和紙による河原撫子(かわらなでしこ)を白い扇子にあしらい、背景の和紙と取り合わせて源氏物語に登場する女性、玉鬘(たまかずら)をイメージしました。
玉鬘とは、『源氏物語』第2帖「帚木」(ははきぎ)での「雨夜の品定め」の物語において源氏の親友、頭中将( とうのちゅうじょう)が語った常夏(とこなつ)にたとえた女性との間に生まれた女君です。後に、源氏の養女として六条院の夏の町に迎えられ、花散里(はなちるさと)が後見となりました。常夏の女性とは第4帖「夕顔」に登場する女性、夕顔をさします。

#### 記述課題 1
引用文の「玉鬘とは、『源氏物語』第2帖」から「場する女性、夕顔をさします。」までを含む部分を、「六条院」を「二条院」に変えて書き直しなさい。
#### 記述課題 2
引用文の最後の文に続けて、その先を書きなさい。
データの各行は、この引用文とは関係がありません。

#### データの行
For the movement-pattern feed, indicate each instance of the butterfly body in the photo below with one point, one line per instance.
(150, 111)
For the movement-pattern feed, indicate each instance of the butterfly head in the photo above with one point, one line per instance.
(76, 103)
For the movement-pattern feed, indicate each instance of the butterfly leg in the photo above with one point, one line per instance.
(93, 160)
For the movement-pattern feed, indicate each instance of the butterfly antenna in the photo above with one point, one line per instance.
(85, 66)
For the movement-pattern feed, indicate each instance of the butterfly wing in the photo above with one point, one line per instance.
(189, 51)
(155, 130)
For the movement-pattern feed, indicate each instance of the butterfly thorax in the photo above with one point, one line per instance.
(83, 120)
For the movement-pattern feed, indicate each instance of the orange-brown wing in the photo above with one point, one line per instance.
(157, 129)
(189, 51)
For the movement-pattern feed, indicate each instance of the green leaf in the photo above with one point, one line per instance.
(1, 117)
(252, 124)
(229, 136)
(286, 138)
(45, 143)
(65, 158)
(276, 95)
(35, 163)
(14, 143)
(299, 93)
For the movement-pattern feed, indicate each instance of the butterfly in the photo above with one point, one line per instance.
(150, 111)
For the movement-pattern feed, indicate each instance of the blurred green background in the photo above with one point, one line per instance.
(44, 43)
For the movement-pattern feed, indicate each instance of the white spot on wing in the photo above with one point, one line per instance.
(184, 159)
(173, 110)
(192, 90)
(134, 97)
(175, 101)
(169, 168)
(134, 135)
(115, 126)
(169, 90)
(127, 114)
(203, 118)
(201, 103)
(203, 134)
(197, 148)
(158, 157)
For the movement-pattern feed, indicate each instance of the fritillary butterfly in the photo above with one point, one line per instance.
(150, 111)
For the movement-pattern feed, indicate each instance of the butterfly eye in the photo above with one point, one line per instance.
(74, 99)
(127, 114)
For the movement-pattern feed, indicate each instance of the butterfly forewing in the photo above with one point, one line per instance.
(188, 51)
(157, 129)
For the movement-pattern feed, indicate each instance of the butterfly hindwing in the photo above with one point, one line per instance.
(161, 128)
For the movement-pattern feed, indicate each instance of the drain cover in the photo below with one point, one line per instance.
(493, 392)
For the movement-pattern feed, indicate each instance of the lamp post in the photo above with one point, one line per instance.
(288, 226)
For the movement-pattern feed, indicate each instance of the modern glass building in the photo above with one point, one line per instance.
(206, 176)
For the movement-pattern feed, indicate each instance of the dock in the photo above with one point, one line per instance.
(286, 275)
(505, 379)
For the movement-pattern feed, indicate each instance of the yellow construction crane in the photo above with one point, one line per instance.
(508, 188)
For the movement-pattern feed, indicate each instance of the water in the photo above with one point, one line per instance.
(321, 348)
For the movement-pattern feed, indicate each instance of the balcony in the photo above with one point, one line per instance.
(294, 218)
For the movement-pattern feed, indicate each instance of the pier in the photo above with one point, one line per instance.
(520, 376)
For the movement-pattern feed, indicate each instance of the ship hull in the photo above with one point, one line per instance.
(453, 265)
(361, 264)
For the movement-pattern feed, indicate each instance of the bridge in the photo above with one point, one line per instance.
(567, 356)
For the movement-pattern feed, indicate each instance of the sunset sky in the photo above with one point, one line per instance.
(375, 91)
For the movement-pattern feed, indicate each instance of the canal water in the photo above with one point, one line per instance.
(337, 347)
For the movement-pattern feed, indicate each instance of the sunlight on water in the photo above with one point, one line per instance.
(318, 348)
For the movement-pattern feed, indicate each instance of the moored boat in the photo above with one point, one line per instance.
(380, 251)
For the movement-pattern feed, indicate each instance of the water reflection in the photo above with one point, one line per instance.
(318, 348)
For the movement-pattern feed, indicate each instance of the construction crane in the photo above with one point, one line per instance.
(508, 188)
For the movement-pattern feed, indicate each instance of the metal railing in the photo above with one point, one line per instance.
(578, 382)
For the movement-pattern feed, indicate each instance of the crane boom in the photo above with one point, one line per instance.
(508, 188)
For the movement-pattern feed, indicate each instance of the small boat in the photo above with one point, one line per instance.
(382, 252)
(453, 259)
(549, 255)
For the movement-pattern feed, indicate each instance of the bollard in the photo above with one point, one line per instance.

#### 課題の解答 1
玉鬘とは、『源氏物語』第2帖「帚木」(ははきぎ)での「雨夜の品定め」の物語において源氏の親友、頭中将( とうのちゅうじょう)が語った常夏(とこなつ)にたとえた女性との間に生まれた女君です。後に、源氏の養女として二条院の夏の町に迎えられ、花散里(はなちるさと)が後見となりました。常夏の女性とは第4帖「夕顔」に登場する女性、夕顔をさします。

#### 課題の解答 2
「常夏」は、「撫子」の古名です。「撫子」は、万葉集にも詠まれてきた在来種の河原撫子で、中国から伝来した唐撫子(からなでしこ)に対して大和撫子とも呼ばれます。紫式部は、大和撫子と唐撫子の花の趣を使い分けて物語を展開しています。「帚木」のなかで、頭中将が『咲きまじる花は何れとわかねども なほ常夏にしくものぞなき』と艶やかな常夏の花にたとえ、夕顔を称えています。
物語では、常夏と対照的に撫子が捉えられています。撫子は、子を慈しむ心を象徴するものの他、物語では野辺の花に夕顔の身の上を託し、玉鬘と母娘の絆を表すものとなっています。
玉鬘は、撫子(なでしこ)にたとえられる女君として物語の中で位置付けられます。第2帖「帚木」の雨夜の品定めの物語中に夕顔と頭中将の間で愛児として「撫子」と呼ばれて登場します。
第26帖「常夏」では、大和撫子と唐撫子を取り混ぜて一面に配した情景の中で玉鬘の物語が繰り広げられています。「撫子」の物語の背景には夕顔が思い起されます。
玉鬘の名からは美しく、数奇な運命を背負った女性と読み取れますが、撫子と常夏の花の名に込められた特徴を併せ持った明るく可憐、謙虚な人柄が伝わってきます。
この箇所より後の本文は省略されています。